◆ Set task
The entries need to be copied exactly.

◆ Items

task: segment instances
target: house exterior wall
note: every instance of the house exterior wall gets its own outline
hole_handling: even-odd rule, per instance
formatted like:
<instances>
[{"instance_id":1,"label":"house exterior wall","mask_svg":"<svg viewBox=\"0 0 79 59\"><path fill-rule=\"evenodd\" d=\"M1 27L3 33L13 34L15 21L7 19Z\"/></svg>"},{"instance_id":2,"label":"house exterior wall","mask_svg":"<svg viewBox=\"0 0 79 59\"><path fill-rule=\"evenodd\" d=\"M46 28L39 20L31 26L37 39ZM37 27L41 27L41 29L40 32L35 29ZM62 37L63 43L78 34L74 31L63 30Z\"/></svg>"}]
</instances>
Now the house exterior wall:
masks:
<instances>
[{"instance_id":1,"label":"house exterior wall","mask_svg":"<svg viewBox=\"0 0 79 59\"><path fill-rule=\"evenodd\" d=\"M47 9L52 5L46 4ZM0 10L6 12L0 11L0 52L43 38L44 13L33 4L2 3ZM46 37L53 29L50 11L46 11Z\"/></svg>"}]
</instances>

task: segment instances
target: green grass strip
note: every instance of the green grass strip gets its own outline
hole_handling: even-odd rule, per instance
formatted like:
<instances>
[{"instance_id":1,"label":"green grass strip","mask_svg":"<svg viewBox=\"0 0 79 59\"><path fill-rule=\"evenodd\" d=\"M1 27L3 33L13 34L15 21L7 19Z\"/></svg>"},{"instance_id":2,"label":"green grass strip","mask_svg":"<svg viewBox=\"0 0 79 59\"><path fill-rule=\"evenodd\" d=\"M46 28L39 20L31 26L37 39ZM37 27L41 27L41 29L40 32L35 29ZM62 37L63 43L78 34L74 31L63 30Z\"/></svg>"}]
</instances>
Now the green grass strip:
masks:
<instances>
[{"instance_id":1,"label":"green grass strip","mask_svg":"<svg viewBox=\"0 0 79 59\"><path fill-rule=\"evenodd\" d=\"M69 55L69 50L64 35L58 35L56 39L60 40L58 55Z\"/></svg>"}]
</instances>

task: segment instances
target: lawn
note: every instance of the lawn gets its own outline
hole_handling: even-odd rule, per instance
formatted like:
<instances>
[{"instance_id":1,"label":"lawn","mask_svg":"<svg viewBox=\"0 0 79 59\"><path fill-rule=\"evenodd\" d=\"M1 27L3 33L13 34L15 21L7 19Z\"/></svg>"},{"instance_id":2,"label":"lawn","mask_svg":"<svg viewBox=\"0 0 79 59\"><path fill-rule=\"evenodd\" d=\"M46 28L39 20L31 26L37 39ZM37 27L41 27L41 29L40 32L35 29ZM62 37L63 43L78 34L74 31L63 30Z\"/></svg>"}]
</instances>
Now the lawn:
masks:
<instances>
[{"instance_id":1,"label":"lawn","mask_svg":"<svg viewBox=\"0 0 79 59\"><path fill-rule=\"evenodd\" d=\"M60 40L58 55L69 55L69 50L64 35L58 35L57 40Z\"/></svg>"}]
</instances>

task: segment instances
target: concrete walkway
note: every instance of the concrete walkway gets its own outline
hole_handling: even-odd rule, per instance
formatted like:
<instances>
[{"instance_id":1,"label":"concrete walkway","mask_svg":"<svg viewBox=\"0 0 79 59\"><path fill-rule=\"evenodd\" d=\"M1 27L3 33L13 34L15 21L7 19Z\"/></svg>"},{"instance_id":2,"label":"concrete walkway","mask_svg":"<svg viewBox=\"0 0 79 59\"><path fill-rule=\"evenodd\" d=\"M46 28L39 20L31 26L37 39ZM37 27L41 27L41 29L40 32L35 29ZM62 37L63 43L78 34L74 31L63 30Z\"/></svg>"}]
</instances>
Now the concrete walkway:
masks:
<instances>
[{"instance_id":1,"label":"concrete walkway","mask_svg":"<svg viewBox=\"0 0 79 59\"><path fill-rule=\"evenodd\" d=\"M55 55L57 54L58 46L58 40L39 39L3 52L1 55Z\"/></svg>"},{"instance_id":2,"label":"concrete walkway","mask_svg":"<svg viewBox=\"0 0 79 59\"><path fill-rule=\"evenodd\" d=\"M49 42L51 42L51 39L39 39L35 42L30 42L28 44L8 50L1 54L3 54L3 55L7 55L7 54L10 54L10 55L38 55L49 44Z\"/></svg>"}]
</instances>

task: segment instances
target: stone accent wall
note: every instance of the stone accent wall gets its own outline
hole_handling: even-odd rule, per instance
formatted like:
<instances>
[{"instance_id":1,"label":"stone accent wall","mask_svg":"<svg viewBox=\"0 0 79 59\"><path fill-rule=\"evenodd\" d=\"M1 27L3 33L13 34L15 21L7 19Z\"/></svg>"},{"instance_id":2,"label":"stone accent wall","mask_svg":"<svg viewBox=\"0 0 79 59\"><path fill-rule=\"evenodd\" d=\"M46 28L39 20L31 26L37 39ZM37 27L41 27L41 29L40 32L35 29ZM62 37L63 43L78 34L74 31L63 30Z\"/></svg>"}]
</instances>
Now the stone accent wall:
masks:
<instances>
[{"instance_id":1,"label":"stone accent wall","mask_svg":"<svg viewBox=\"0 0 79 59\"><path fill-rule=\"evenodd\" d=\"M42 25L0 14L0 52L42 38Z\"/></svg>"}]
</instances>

◆ Exercise output
task: segment instances
target: house exterior wall
note: every instance of the house exterior wall gets its own outline
hole_handling: even-odd rule, per instance
formatted like:
<instances>
[{"instance_id":1,"label":"house exterior wall","mask_svg":"<svg viewBox=\"0 0 79 59\"><path fill-rule=\"evenodd\" d=\"M1 27L3 33L13 34L15 21L7 19Z\"/></svg>"},{"instance_id":2,"label":"house exterior wall","mask_svg":"<svg viewBox=\"0 0 79 59\"><path fill-rule=\"evenodd\" d=\"M46 28L39 20L31 26L37 39ZM37 27L41 27L41 29L40 32L35 29ZM62 37L63 43L78 34L74 31L63 30Z\"/></svg>"}]
</instances>
Now the house exterior wall:
masks:
<instances>
[{"instance_id":1,"label":"house exterior wall","mask_svg":"<svg viewBox=\"0 0 79 59\"><path fill-rule=\"evenodd\" d=\"M47 9L52 5L46 4ZM0 10L6 12L0 11L0 52L43 38L44 13L33 4L2 3ZM46 37L53 29L50 11L46 11Z\"/></svg>"}]
</instances>

task: segment instances
target: green grass strip
note: every instance of the green grass strip gets its own outline
hole_handling: even-odd rule, per instance
formatted like:
<instances>
[{"instance_id":1,"label":"green grass strip","mask_svg":"<svg viewBox=\"0 0 79 59\"><path fill-rule=\"evenodd\" d=\"M1 27L3 33L13 34L15 21L7 19Z\"/></svg>"},{"instance_id":2,"label":"green grass strip","mask_svg":"<svg viewBox=\"0 0 79 59\"><path fill-rule=\"evenodd\" d=\"M46 28L39 20L31 26L37 39ZM37 27L41 27L41 29L40 32L35 29ZM62 37L63 43L78 34L74 31L63 30Z\"/></svg>"}]
</instances>
Now the green grass strip:
masks:
<instances>
[{"instance_id":1,"label":"green grass strip","mask_svg":"<svg viewBox=\"0 0 79 59\"><path fill-rule=\"evenodd\" d=\"M69 55L69 50L64 35L58 35L56 39L60 40L58 55Z\"/></svg>"}]
</instances>

task: segment instances
target: lawn
note: every instance of the lawn gets its own outline
hole_handling: even-odd rule, per instance
formatted like:
<instances>
[{"instance_id":1,"label":"lawn","mask_svg":"<svg viewBox=\"0 0 79 59\"><path fill-rule=\"evenodd\" d=\"M1 27L3 33L13 34L15 21L7 19Z\"/></svg>"},{"instance_id":2,"label":"lawn","mask_svg":"<svg viewBox=\"0 0 79 59\"><path fill-rule=\"evenodd\" d=\"M46 28L39 20L31 26L37 39ZM37 27L41 27L41 29L40 32L35 29ZM62 37L63 43L78 34L74 31L63 30Z\"/></svg>"}]
</instances>
Now the lawn:
masks:
<instances>
[{"instance_id":1,"label":"lawn","mask_svg":"<svg viewBox=\"0 0 79 59\"><path fill-rule=\"evenodd\" d=\"M60 40L58 55L69 55L69 50L64 35L58 35L57 40Z\"/></svg>"}]
</instances>

task: segment instances
target: concrete walkway
note: every instance of the concrete walkway gets its own outline
hole_handling: even-odd rule, per instance
formatted like:
<instances>
[{"instance_id":1,"label":"concrete walkway","mask_svg":"<svg viewBox=\"0 0 79 59\"><path fill-rule=\"evenodd\" d=\"M1 27L3 33L13 34L15 21L7 19Z\"/></svg>"},{"instance_id":2,"label":"concrete walkway","mask_svg":"<svg viewBox=\"0 0 79 59\"><path fill-rule=\"evenodd\" d=\"M46 28L39 20L31 26L37 39ZM37 27L41 27L41 29L40 32L35 29ZM62 37L63 43L78 34L74 31L63 30Z\"/></svg>"}]
</instances>
Now the concrete walkway:
masks:
<instances>
[{"instance_id":1,"label":"concrete walkway","mask_svg":"<svg viewBox=\"0 0 79 59\"><path fill-rule=\"evenodd\" d=\"M55 55L57 54L58 46L58 40L39 39L3 52L1 55Z\"/></svg>"},{"instance_id":2,"label":"concrete walkway","mask_svg":"<svg viewBox=\"0 0 79 59\"><path fill-rule=\"evenodd\" d=\"M49 42L51 42L51 39L39 39L35 42L30 42L28 44L8 50L1 54L3 54L3 55L7 55L7 54L10 54L10 55L38 55L49 44Z\"/></svg>"}]
</instances>

task: segment instances
target: stone accent wall
note: every instance of the stone accent wall gets its own outline
hole_handling: even-odd rule, per instance
formatted like:
<instances>
[{"instance_id":1,"label":"stone accent wall","mask_svg":"<svg viewBox=\"0 0 79 59\"><path fill-rule=\"evenodd\" d=\"M1 27L3 33L13 34L15 21L7 19Z\"/></svg>"},{"instance_id":2,"label":"stone accent wall","mask_svg":"<svg viewBox=\"0 0 79 59\"><path fill-rule=\"evenodd\" d=\"M46 28L39 20L31 26L37 39ZM37 27L41 27L41 29L40 32L35 29ZM62 37L63 43L78 34L74 31L63 30Z\"/></svg>"}]
</instances>
Now the stone accent wall:
masks:
<instances>
[{"instance_id":1,"label":"stone accent wall","mask_svg":"<svg viewBox=\"0 0 79 59\"><path fill-rule=\"evenodd\" d=\"M42 25L0 14L0 52L42 38Z\"/></svg>"}]
</instances>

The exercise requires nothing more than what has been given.